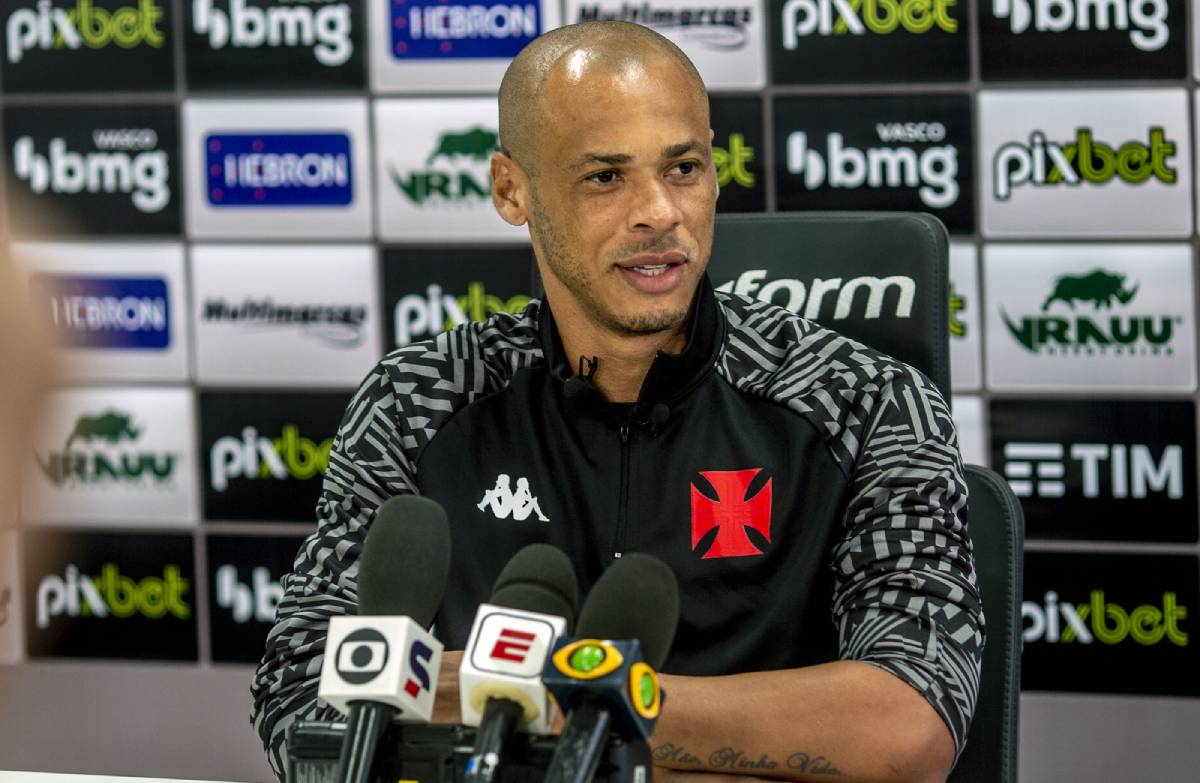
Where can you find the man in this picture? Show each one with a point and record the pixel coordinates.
(785, 473)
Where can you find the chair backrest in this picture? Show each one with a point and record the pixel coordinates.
(997, 532)
(879, 278)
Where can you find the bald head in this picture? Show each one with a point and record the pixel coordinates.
(573, 52)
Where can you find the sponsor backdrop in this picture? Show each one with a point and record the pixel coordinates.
(244, 203)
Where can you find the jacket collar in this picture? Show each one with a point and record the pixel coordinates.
(671, 377)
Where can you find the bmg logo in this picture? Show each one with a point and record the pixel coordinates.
(361, 656)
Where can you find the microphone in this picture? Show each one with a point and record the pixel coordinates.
(383, 664)
(533, 602)
(604, 679)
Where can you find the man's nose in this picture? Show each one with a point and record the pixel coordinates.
(655, 207)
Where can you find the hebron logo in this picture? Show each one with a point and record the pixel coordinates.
(807, 299)
(1037, 470)
(721, 28)
(84, 25)
(732, 514)
(1120, 333)
(142, 174)
(1102, 621)
(1044, 163)
(288, 23)
(335, 324)
(419, 317)
(256, 601)
(933, 171)
(112, 593)
(108, 312)
(803, 18)
(279, 169)
(1145, 19)
(439, 29)
(255, 456)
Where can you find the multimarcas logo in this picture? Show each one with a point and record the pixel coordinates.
(103, 449)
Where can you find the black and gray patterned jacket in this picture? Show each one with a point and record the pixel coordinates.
(807, 490)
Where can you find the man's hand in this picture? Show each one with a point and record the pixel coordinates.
(447, 707)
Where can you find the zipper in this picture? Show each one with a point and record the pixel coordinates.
(623, 496)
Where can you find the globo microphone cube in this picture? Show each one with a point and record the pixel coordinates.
(612, 671)
(504, 658)
(383, 659)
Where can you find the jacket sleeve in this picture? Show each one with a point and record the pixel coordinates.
(906, 597)
(366, 466)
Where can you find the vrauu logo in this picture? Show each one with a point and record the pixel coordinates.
(108, 312)
(336, 324)
(100, 450)
(286, 24)
(84, 25)
(807, 299)
(143, 174)
(720, 28)
(1145, 19)
(1120, 333)
(255, 456)
(1049, 163)
(931, 171)
(418, 317)
(803, 18)
(449, 178)
(112, 593)
(279, 169)
(442, 29)
(1101, 621)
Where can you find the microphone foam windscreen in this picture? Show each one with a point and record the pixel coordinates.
(406, 560)
(637, 597)
(539, 578)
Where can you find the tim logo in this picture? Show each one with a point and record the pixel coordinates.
(735, 514)
(108, 312)
(443, 29)
(279, 169)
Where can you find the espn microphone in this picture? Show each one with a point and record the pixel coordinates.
(383, 664)
(605, 679)
(533, 603)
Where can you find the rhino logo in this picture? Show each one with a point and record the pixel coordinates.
(478, 144)
(109, 426)
(1098, 287)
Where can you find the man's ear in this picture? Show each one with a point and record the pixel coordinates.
(510, 186)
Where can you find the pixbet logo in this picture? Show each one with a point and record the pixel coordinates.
(1145, 19)
(1049, 163)
(803, 18)
(253, 456)
(933, 171)
(76, 595)
(143, 174)
(1099, 620)
(51, 28)
(327, 30)
(1037, 470)
(807, 299)
(418, 317)
(256, 601)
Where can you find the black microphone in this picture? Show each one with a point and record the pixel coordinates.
(604, 679)
(383, 663)
(533, 603)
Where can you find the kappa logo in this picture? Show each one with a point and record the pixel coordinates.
(327, 29)
(1120, 333)
(504, 502)
(1044, 163)
(732, 514)
(1145, 19)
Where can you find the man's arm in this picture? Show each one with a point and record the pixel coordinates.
(898, 706)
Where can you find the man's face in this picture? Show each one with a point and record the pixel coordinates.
(623, 192)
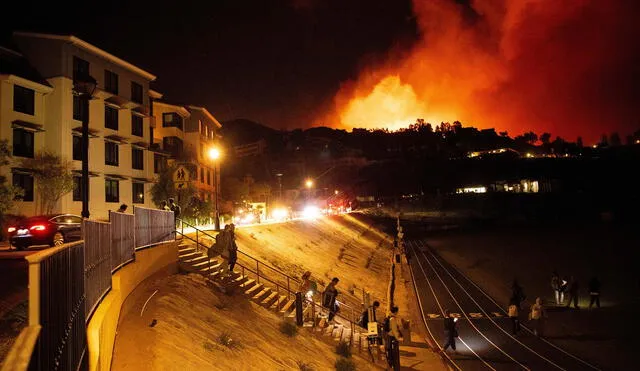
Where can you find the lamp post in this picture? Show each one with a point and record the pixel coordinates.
(214, 155)
(84, 87)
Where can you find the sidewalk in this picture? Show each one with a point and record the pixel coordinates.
(415, 352)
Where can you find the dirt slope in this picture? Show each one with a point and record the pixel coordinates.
(181, 326)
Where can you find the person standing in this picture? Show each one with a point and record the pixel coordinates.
(574, 293)
(513, 312)
(537, 317)
(329, 298)
(555, 285)
(393, 338)
(594, 292)
(233, 248)
(450, 331)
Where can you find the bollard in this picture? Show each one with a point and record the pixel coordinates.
(299, 321)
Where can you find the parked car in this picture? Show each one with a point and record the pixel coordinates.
(52, 230)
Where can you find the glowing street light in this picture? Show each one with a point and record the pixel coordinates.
(214, 154)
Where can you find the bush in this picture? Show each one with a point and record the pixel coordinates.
(343, 349)
(305, 366)
(288, 328)
(344, 364)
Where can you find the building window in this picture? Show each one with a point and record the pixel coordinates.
(136, 92)
(77, 188)
(136, 125)
(138, 193)
(158, 163)
(111, 82)
(172, 120)
(111, 153)
(110, 118)
(25, 182)
(137, 158)
(80, 69)
(77, 148)
(79, 109)
(112, 190)
(22, 143)
(23, 100)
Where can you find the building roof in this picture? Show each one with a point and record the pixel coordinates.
(92, 49)
(14, 63)
(206, 113)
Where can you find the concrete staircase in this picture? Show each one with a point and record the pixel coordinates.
(268, 297)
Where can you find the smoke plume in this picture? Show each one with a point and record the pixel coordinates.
(567, 67)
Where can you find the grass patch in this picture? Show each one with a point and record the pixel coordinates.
(288, 328)
(343, 349)
(344, 364)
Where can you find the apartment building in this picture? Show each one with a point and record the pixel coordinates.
(187, 132)
(49, 115)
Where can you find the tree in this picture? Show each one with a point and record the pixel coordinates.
(165, 188)
(8, 193)
(52, 177)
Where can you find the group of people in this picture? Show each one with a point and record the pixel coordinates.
(387, 333)
(225, 245)
(571, 287)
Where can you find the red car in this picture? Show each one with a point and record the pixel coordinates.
(52, 230)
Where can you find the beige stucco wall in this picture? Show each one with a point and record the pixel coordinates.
(101, 329)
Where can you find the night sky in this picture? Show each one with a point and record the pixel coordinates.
(568, 67)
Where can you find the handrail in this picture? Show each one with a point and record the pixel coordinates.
(259, 263)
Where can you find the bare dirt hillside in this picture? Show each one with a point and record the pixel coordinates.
(187, 325)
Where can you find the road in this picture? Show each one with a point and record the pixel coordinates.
(485, 340)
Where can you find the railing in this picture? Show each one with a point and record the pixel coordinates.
(123, 243)
(57, 303)
(97, 262)
(283, 282)
(153, 226)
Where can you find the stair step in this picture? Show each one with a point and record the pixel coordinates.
(261, 295)
(253, 290)
(266, 302)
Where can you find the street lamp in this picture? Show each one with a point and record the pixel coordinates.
(84, 87)
(215, 154)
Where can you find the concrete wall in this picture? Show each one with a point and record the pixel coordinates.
(101, 329)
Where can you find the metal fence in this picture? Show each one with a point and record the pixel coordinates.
(153, 226)
(57, 303)
(97, 262)
(123, 244)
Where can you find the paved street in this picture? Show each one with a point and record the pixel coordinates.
(485, 340)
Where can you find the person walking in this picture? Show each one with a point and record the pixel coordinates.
(517, 293)
(594, 292)
(555, 285)
(329, 298)
(393, 337)
(513, 312)
(537, 316)
(574, 293)
(176, 210)
(450, 331)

# Task details:
Beginning at the line that contains "Where can you find the beige", retype each line of the listing up to and including the last one, exactly as it stands, and nothing else.

# Answer in full:
Where can you find the beige stucco wall in this picture? Show each one with a point and record the pixel coordinates.
(101, 329)
Where can you find the night sky in this picture? Show each one with a point and record the pixel coordinates.
(568, 67)
Where can you find the handrail in this picture? Show each one with a point and record the pixel coordinates.
(259, 263)
Where can you find the bare dirt hillside in this picture? Show each one with a point and record the pixel coordinates.
(187, 325)
Where can you find the road in this picture? Show each one with a point and record the pixel coordinates.
(485, 340)
Where can you find the railing in this picture? Show each one with a point and record the pixel coordinates.
(123, 243)
(57, 303)
(97, 262)
(283, 282)
(153, 226)
Where can you find the stair step in this picture? Show each one with a point and record the pixel coordinates.
(261, 295)
(253, 290)
(266, 302)
Where can you find the street lamp in this picture? Show each one with a point and record the pixel coordinates.
(84, 87)
(215, 154)
Where can you find the concrete wall in this picture? Show each one with a point and record the pixel coordinates.
(101, 329)
Where can you find the metal fence in this picture? Show each one with a point and record the pixel coordinates.
(153, 226)
(57, 303)
(97, 262)
(123, 244)
Where can you find the paved street in this picture? Show each one with a point and record the pixel coordinates.
(485, 340)
Where can you find the person walking in this picture? Show each one with a point and record the pixel coordinates.
(517, 293)
(594, 292)
(555, 285)
(329, 298)
(393, 337)
(513, 312)
(537, 316)
(574, 293)
(176, 210)
(450, 331)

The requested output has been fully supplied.